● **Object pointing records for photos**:
:::

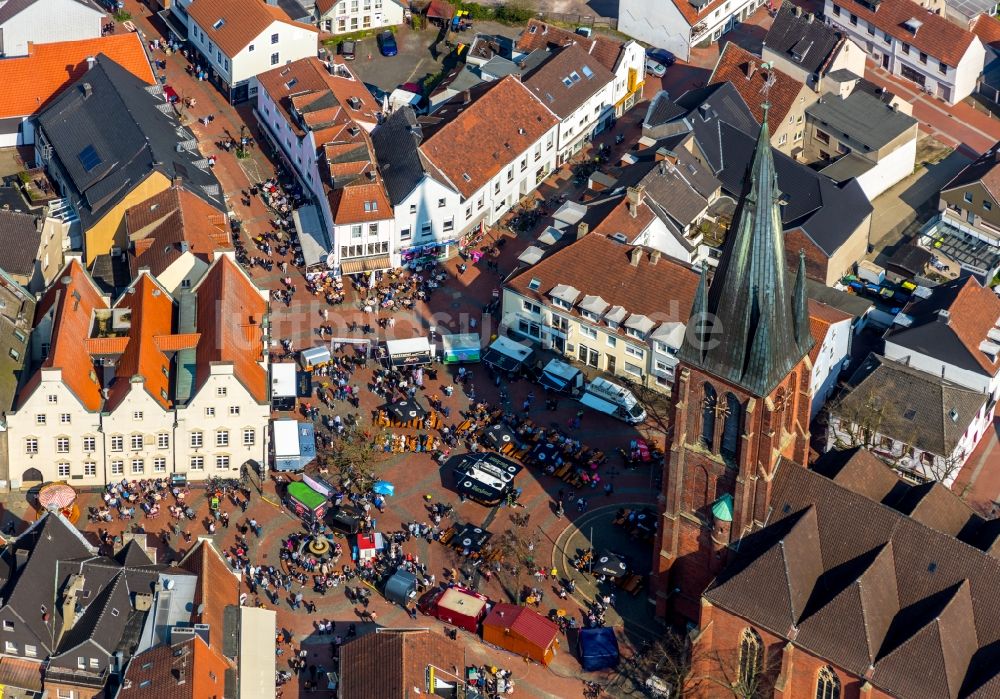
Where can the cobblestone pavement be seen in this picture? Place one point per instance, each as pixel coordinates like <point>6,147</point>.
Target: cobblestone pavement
<point>453,307</point>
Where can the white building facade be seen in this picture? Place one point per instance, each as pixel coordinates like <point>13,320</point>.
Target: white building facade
<point>49,21</point>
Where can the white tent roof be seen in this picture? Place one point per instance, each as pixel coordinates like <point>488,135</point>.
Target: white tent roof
<point>283,379</point>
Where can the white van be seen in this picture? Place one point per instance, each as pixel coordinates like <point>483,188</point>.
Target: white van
<point>612,399</point>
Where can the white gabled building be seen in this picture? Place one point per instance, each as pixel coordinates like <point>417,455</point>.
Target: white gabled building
<point>319,115</point>
<point>449,175</point>
<point>24,22</point>
<point>343,16</point>
<point>240,39</point>
<point>114,384</point>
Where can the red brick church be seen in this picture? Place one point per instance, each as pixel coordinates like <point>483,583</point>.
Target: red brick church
<point>831,580</point>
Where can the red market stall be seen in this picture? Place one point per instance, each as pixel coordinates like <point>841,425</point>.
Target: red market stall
<point>523,631</point>
<point>457,606</point>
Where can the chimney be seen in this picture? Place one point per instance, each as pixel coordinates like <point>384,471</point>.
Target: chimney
<point>634,195</point>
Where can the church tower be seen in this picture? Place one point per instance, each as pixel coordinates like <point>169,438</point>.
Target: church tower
<point>740,399</point>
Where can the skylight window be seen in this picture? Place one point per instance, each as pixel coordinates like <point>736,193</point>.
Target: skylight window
<point>89,158</point>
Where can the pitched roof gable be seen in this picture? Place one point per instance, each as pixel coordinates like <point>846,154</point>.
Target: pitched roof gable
<point>233,24</point>
<point>230,318</point>
<point>71,302</point>
<point>32,81</point>
<point>469,150</point>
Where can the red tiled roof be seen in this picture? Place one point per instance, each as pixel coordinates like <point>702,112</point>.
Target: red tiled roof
<point>937,37</point>
<point>733,67</point>
<point>72,299</point>
<point>243,21</point>
<point>526,623</point>
<point>470,150</point>
<point>987,28</point>
<point>821,317</point>
<point>30,82</point>
<point>231,312</point>
<point>152,315</point>
<point>389,665</point>
<point>539,35</point>
<point>160,226</point>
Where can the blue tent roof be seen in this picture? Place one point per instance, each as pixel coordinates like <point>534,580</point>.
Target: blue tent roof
<point>598,648</point>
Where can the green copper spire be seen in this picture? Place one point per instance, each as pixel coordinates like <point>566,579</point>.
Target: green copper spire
<point>758,323</point>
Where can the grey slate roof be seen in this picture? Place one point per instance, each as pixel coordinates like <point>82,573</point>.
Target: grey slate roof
<point>760,321</point>
<point>19,241</point>
<point>12,8</point>
<point>912,406</point>
<point>864,118</point>
<point>55,550</point>
<point>725,132</point>
<point>110,140</point>
<point>846,572</point>
<point>395,142</point>
<point>802,39</point>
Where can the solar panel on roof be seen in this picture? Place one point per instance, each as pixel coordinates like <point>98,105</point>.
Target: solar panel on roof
<point>89,158</point>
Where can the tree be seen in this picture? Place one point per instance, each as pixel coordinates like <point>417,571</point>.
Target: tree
<point>354,457</point>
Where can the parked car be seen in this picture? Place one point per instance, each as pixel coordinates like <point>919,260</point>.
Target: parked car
<point>387,43</point>
<point>661,55</point>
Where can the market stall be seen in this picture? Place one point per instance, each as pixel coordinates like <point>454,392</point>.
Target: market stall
<point>485,477</point>
<point>283,391</point>
<point>294,444</point>
<point>313,357</point>
<point>414,351</point>
<point>523,631</point>
<point>305,502</point>
<point>506,355</point>
<point>461,347</point>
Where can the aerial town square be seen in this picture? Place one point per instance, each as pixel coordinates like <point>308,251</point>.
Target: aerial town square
<point>381,349</point>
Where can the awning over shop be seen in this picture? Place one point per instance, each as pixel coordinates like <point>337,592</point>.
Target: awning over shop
<point>409,352</point>
<point>257,658</point>
<point>294,444</point>
<point>506,354</point>
<point>312,237</point>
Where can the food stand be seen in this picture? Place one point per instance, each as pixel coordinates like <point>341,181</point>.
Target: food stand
<point>313,357</point>
<point>305,502</point>
<point>523,631</point>
<point>506,355</point>
<point>461,347</point>
<point>414,351</point>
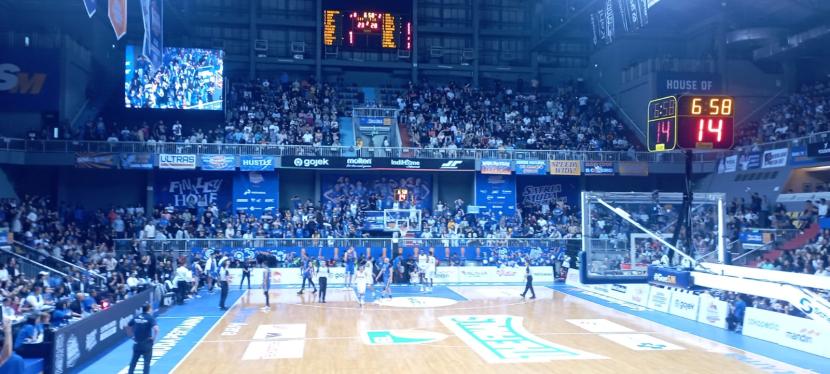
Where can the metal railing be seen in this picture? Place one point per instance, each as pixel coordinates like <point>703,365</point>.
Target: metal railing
<point>73,146</point>
<point>47,258</point>
<point>184,246</point>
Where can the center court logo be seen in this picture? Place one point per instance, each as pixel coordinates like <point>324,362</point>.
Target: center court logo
<point>416,302</point>
<point>501,339</point>
<point>400,337</point>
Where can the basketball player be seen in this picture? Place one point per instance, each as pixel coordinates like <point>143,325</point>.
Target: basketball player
<point>385,275</point>
<point>349,259</point>
<point>211,271</point>
<point>430,273</point>
<point>529,284</point>
<point>266,284</point>
<point>224,278</point>
<point>360,280</point>
<point>323,279</point>
<point>422,269</point>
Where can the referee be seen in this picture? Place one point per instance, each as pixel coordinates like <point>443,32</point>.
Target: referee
<point>143,329</point>
<point>224,277</point>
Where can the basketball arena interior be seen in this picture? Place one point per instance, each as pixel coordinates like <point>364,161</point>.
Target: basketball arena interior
<point>414,186</point>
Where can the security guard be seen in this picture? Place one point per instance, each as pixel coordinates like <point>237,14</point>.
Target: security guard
<point>143,329</point>
<point>224,278</point>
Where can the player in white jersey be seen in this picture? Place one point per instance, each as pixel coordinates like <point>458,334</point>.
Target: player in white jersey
<point>361,281</point>
<point>430,271</point>
<point>422,269</point>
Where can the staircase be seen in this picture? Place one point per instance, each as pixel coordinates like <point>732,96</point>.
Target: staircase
<point>799,241</point>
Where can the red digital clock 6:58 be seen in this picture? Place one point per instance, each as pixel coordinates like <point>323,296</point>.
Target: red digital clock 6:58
<point>705,122</point>
<point>691,122</point>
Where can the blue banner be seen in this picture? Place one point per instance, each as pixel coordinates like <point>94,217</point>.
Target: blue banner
<point>257,163</point>
<point>193,189</point>
<point>496,194</point>
<point>531,167</point>
<point>137,161</point>
<point>373,220</point>
<point>255,192</point>
<point>218,162</point>
<point>29,79</point>
<point>337,189</point>
<point>153,48</point>
<point>535,191</point>
<point>669,277</point>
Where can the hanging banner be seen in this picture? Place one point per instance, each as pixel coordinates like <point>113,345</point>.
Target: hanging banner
<point>775,158</point>
<point>496,194</point>
<point>93,160</point>
<point>530,167</point>
<point>536,191</point>
<point>500,167</point>
<point>91,7</point>
<point>635,168</point>
<point>565,167</point>
<point>218,162</point>
<point>599,168</point>
<point>29,79</point>
<point>255,192</point>
<point>153,31</point>
<point>136,160</point>
<point>178,162</point>
<point>749,161</point>
<point>192,190</point>
<point>256,163</point>
<point>117,12</point>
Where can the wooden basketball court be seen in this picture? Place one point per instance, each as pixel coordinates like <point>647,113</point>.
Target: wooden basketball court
<point>464,329</point>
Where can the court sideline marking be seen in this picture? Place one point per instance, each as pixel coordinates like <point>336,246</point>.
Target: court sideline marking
<point>193,348</point>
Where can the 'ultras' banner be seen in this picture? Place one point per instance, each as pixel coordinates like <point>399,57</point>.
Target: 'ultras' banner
<point>29,79</point>
<point>535,191</point>
<point>496,193</point>
<point>255,192</point>
<point>193,189</point>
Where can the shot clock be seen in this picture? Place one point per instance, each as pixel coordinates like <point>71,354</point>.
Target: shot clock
<point>691,122</point>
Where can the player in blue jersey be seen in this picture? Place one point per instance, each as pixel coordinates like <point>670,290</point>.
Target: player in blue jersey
<point>385,275</point>
<point>349,258</point>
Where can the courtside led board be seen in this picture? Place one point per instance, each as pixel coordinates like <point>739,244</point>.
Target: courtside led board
<point>691,122</point>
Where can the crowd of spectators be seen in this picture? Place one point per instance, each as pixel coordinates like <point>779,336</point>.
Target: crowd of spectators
<point>188,78</point>
<point>803,113</point>
<point>455,116</point>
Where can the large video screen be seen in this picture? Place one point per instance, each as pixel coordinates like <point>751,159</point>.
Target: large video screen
<point>368,24</point>
<point>188,78</point>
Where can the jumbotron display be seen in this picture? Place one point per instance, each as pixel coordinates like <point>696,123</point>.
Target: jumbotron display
<point>188,78</point>
<point>368,24</point>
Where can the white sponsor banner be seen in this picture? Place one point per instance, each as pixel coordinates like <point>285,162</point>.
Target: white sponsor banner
<point>641,342</point>
<point>794,332</point>
<point>775,158</point>
<point>712,311</point>
<point>599,325</point>
<point>684,304</point>
<point>178,162</point>
<point>659,299</point>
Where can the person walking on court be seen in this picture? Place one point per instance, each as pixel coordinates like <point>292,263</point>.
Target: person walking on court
<point>224,277</point>
<point>246,273</point>
<point>529,284</point>
<point>143,329</point>
<point>323,280</point>
<point>266,285</point>
<point>308,275</point>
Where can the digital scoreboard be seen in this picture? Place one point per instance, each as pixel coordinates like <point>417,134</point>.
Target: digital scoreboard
<point>691,122</point>
<point>368,25</point>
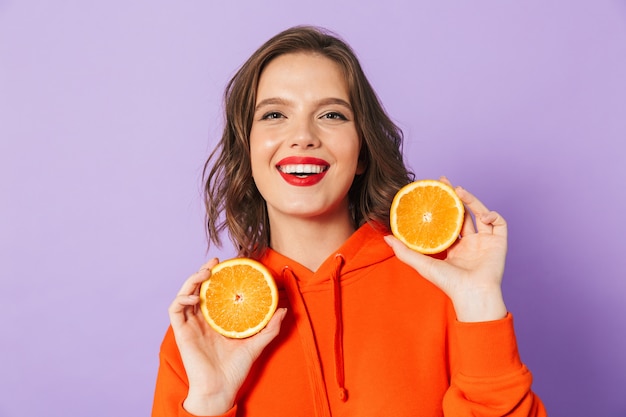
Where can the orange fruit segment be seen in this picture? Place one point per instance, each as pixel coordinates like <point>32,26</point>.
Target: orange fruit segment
<point>427,216</point>
<point>239,298</point>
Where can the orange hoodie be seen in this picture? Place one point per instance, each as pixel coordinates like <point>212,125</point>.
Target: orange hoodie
<point>365,335</point>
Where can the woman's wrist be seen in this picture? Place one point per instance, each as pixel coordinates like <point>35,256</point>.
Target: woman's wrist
<point>207,405</point>
<point>480,305</point>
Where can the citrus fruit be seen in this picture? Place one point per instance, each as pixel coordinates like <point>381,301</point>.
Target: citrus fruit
<point>427,216</point>
<point>239,298</point>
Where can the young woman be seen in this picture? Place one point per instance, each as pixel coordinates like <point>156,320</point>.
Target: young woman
<point>302,180</point>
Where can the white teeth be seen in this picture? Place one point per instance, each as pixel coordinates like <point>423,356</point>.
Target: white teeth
<point>302,169</point>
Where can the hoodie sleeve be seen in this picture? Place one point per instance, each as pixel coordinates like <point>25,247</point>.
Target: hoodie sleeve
<point>488,377</point>
<point>171,385</point>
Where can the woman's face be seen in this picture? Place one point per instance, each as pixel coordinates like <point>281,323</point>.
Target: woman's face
<point>304,143</point>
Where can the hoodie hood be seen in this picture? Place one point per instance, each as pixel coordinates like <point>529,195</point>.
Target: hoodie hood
<point>363,249</point>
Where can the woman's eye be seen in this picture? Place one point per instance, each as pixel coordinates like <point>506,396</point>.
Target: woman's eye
<point>272,115</point>
<point>334,116</point>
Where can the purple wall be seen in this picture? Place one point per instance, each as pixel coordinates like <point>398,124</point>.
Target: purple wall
<point>108,110</point>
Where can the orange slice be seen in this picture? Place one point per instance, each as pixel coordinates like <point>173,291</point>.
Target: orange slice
<point>427,216</point>
<point>239,298</point>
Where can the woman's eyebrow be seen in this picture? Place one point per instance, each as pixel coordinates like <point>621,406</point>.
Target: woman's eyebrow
<point>272,101</point>
<point>335,100</point>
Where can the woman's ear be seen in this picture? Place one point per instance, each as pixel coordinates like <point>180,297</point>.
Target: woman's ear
<point>362,162</point>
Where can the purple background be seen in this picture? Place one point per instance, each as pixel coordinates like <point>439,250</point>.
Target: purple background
<point>108,110</point>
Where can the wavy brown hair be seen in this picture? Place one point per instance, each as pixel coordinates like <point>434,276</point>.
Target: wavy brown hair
<point>232,200</point>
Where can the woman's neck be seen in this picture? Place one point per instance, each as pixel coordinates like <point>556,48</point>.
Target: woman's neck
<point>310,242</point>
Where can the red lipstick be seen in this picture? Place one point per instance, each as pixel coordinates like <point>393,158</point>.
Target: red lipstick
<point>302,171</point>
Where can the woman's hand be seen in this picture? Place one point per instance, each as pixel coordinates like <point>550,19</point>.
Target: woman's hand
<point>216,366</point>
<point>471,274</point>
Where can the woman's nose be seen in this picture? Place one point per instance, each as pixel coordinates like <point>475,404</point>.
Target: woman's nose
<point>305,135</point>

:::

● **THE EXERCISE**:
Put the lines of the entries above, from the one containing "Where can the 'ultras'" through the one containing "<point>455,116</point>", into a Markdown table with the columns Row and Line. Number each row and leave out blank lines.

● **SOLUTION TO THIS EXERCISE**:
| Row | Line |
|---|---|
| 1 | Where can the 'ultras' banner be seen in this picture? Place one point per instance, each as pixel coordinates like <point>399,57</point>. |
| 2 | Target: 'ultras' banner |
| 3 | <point>29,79</point> |
| 4 | <point>535,191</point> |
| 5 | <point>496,193</point> |
| 6 | <point>255,192</point> |
| 7 | <point>193,189</point> |
| 8 | Where can the shot clock be seen in this picture? Place one point per instance, each as pixel coordinates like <point>71,354</point>. |
| 9 | Target: shot clock |
| 10 | <point>691,122</point> |
| 11 | Where can the player in blue jersey be seen in this picture? Place one point per instance, each as pixel coordinates like <point>670,290</point>. |
| 12 | Target: player in blue jersey |
| 13 | <point>385,275</point> |
| 14 | <point>349,258</point> |
| 15 | Where can the courtside led board be seen in this picture? Place one point per instance, each as pixel coordinates like <point>739,244</point>. |
| 16 | Target: courtside led board |
| 17 | <point>691,122</point> |
| 18 | Where can the crowd of spectators be seen in this picture? Place one point per instance, each as pixel coordinates like <point>779,336</point>. |
| 19 | Target: crowd of spectators |
| 20 | <point>188,78</point> |
| 21 | <point>803,113</point> |
| 22 | <point>455,116</point> |